Referring expression data
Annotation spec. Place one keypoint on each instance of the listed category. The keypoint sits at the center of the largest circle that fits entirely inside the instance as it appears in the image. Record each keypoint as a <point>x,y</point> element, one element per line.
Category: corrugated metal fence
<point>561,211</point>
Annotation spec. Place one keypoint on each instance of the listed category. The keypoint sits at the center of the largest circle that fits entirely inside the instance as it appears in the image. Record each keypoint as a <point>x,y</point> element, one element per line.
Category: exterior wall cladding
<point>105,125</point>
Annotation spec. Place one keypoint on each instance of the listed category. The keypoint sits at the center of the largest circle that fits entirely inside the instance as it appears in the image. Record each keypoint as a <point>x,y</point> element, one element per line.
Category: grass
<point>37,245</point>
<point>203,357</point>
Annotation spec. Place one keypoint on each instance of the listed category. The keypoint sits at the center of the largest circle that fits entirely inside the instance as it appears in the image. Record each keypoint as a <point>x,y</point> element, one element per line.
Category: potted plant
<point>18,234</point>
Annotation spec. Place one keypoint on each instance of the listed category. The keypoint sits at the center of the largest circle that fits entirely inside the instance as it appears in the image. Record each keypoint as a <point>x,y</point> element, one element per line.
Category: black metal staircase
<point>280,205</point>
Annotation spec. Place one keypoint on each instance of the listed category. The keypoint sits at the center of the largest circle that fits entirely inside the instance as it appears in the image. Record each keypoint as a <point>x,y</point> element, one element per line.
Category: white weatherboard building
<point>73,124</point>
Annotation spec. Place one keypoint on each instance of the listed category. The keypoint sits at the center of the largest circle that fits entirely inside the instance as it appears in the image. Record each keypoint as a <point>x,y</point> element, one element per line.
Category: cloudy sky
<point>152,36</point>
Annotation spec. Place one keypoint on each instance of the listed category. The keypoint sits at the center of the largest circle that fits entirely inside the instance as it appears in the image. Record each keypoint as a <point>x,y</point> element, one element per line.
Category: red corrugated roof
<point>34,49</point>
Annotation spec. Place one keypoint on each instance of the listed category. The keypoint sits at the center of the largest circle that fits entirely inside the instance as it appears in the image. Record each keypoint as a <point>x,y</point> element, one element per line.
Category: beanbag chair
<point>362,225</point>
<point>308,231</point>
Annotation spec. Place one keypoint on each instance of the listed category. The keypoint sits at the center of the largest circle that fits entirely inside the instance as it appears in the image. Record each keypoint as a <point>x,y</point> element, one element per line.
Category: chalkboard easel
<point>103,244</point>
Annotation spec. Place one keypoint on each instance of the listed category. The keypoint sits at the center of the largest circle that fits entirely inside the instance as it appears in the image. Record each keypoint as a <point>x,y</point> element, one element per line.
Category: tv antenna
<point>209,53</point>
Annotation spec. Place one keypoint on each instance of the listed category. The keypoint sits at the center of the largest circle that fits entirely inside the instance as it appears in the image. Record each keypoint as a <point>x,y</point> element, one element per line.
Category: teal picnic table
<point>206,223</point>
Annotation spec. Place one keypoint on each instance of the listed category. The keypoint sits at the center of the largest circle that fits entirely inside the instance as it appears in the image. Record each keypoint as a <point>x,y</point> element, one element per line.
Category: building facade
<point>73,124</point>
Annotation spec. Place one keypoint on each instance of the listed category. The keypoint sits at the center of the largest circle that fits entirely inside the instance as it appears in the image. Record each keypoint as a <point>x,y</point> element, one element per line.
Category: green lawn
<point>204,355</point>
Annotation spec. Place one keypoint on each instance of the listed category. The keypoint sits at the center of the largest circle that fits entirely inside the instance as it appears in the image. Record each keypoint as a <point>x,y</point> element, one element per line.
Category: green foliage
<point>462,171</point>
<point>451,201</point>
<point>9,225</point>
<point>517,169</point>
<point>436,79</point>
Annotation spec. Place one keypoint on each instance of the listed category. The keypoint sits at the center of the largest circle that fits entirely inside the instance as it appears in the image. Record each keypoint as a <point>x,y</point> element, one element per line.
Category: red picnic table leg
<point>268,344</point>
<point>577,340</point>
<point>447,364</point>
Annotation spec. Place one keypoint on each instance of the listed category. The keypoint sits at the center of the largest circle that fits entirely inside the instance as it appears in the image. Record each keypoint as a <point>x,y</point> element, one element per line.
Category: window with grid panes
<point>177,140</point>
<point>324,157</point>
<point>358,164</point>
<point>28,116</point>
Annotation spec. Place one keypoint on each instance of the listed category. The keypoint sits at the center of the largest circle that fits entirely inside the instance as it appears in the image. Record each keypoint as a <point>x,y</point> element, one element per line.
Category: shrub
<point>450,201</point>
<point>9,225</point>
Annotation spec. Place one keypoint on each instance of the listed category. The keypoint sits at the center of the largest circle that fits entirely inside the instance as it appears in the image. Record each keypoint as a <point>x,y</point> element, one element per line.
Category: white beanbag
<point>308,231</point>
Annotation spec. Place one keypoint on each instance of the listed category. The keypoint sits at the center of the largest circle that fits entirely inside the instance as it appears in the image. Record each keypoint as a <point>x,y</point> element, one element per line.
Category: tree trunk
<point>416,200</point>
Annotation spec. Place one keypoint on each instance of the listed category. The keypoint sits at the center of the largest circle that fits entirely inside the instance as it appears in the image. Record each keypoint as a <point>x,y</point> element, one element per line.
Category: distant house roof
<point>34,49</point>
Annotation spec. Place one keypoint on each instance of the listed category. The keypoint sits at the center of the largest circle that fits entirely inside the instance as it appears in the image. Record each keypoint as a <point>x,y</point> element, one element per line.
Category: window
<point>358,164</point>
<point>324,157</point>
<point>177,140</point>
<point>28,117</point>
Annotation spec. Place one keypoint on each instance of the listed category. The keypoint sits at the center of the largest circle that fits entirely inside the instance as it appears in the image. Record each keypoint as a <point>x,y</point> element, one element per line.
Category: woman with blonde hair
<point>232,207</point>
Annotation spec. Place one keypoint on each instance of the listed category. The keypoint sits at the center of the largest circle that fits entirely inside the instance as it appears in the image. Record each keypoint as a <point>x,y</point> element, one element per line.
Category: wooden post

» **The task**
Once you have read the records above, set each one down again exactly.

» **Answer to the problem**
Annotation spec. Place one keypoint on each instance of the listed category. The keypoint sits at the center of the largest circle that fits entirely inside the instance as it appears in the image. Record each keypoint as a <point>x,y</point> element, one element per line.
Category: corrugated metal fence
<point>561,211</point>
Annotation spec. Place one keypoint on each instance of the listed category. The keypoint sits at the center of the largest circle that fits entirely inside the instance as it appears in the image. Record each keypoint as a <point>x,y</point> element, one element per line.
Category: exterior wall cladding
<point>105,125</point>
Annotation spec. Place one keypoint on each instance of the listed category. The keypoint sits at the center of the largest circle that fits entirely inside the instance as it appears in the image. Record each keypoint as a <point>x,y</point> element, one element per line.
Category: grass
<point>37,245</point>
<point>203,357</point>
Annotation spec. Place one keypoint on each instance of the listed category. The keypoint sits at the center of the largest circle that fits entirely inside the instance as it appears in the image. Record each keypoint as a <point>x,y</point> element, one element per line.
Category: potted plant
<point>18,234</point>
Annotation spec. Place one keypoint on each instance of the listed category. The keypoint sits at the center of the largest circle that fits entirely inside the instance as it appears in the image. Record each keypoint as a <point>x,y</point> element, one element per line.
Category: black metal staircase
<point>280,205</point>
Annotation spec. Place one keypoint on each instance of the listed category. The keypoint sits at the center of the largest circle that fits entirely inside the instance as it appears in the image. Record each keypoint as a <point>x,y</point> element, one element per line.
Category: white weatherboard building
<point>73,124</point>
Annotation spec. Place one keypoint on each instance of the listed category. The keypoint sits at the center of the largest circle that fits entirely inside the instance as it appears in the image. Record each keypoint as a <point>x,y</point> element, one element per line.
Category: cloudy sky
<point>152,36</point>
Annotation spec. Place one keypoint on each instance of the listed category. The keypoint sits at the center of the largest circle that fits entirely inside the instance as it appears in the image. Record each keypoint as a <point>x,y</point> element, one element per line.
Category: red corrugated roof
<point>34,49</point>
Annotation spec. Place one keypoint on each instance of the listed category. The keypoint sits at the center of the largest circle that fits entirely inside the instance as it appears in the image. Record each keypoint as a <point>x,y</point> element, one element per line.
Category: beanbag chair
<point>362,225</point>
<point>308,231</point>
Annotation spec. Place one keypoint on each instance of the listed category. The keypoint sits at the center of the largest circle that fits entirely inside the instance as it appears in the image. Record each keypoint as a <point>x,y</point> element, one element per line.
Category: chalkboard easel
<point>103,244</point>
Annotation spec. Place one keypoint on each instance of the listed category. The keypoint sits at the center of the largest circle that fits entirely inside the instance as it appears in the image. Record each keypoint as a <point>x,y</point> element, one element per line.
Category: tv antenna
<point>209,53</point>
Annotation spec. Place one keypoint on each instance of the listed category. The keypoint sits at the center of the largest circle that fits entirely inside the instance as it appears in the image. Record each keypoint as a <point>x,y</point> element, one element per line.
Category: teal picnic table
<point>206,223</point>
Annotation spec. Place one keypoint on each instance of the listed category. The keypoint sits at the center of the largest circle that fits entirely inside the instance as it appears in the image. Record each keypoint as a <point>x,y</point> element, one element per line.
Category: building facade
<point>73,124</point>
Annotation spec. Place one keypoint on each instance of the listed category. The keypoint sits at the center of the largest circle that fits entirely inside the instance as it appears in the image. Record each keypoint as a <point>x,y</point> element, one element per line.
Category: green lawn
<point>204,355</point>
Annotation spec. Place one keypoint on each instance of the listed category. The keypoint sits at the center of the largest circle that fits entirely inside the instance as it appears in the image. Record each keypoint as a <point>x,y</point> element, one element per line.
Category: green foliage
<point>462,171</point>
<point>451,201</point>
<point>9,225</point>
<point>517,169</point>
<point>436,79</point>
Annotation spec. Place one keypoint on each instance of the listed category. The keypoint sits at the center of the largest circle that fits entirely inside the instance as it appears in the image. Record each keypoint as a <point>x,y</point> element, one element per line.
Category: red picnic table leg
<point>268,344</point>
<point>577,340</point>
<point>447,364</point>
Annotation spec. Place one keypoint on each instance of the listed category. The keypoint sits at the center of the largest circle that fits entirely inside the instance as it appears in the image. Record each keypoint as a <point>x,y</point> element, one element per line.
Category: window with grid panes
<point>177,140</point>
<point>324,157</point>
<point>358,164</point>
<point>28,116</point>
Annotation spec. Place one keypoint on each instance of the listed category. The keypoint sits at the center of the largest circle that fits entirely inside the instance as it appears in the image. Record each keypoint as a <point>x,y</point> element, one element per line.
Category: shrub
<point>450,201</point>
<point>9,225</point>
Annotation spec. Place one keypoint on each instance of the listed category. The keypoint sits at the center of the largest circle that fits entirely inside the instance as it appears in the image. Record each keypoint as a <point>x,y</point> element, one element per line.
Category: white beanbag
<point>308,231</point>
Annotation spec. Place one keypoint on each instance of the listed category. The keypoint sits at the center of the largest circle that fits entirely inside the instance as it appears in the image. Record each keypoint as a <point>x,y</point> element, one element per line.
Category: tree trunk
<point>416,200</point>
Annotation spec. Place one keypoint on each instance of the listed category. The keypoint sits at the center of the largest circle that fits entirely inside the instance as it appears in the image. Record each keypoint as a <point>x,y</point> element, one element per line.
Category: distant house roof
<point>34,49</point>
Annotation spec. Place one keypoint on each instance of the listed category. The keypoint sits at the center of the largest circle that fits entirely inside the instance as it appears in the image. Record each keypoint as a <point>x,y</point> element, one element per line.
Category: window
<point>358,164</point>
<point>324,157</point>
<point>177,140</point>
<point>28,117</point>
Annotation spec. Place one keypoint on each instance of the listed category. The keypoint sits at the center of the largest circle that fits entirely inside the instance as it appears in the image. Record each keypoint as a <point>x,y</point> element, one element per line.
Category: woman with blonde hair
<point>232,207</point>
Annotation spec. Place one keypoint on each instance of the listed category. The keypoint sits at the center of the largest circle that fits entirely inside the instance as it appears in the image. Record each keypoint as a <point>x,y</point> element, one element per line.
Category: wooden post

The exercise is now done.